What to do →
Every entry should be given again exactly, with nothing dropped.

======== Working data

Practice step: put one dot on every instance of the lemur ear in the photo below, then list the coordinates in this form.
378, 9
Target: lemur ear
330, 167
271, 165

================

Your response →
Practice step: put one dot on every instance of the lemur ear in the photo below, then list the coordinates in this form.
378, 9
Target: lemur ear
330, 167
271, 165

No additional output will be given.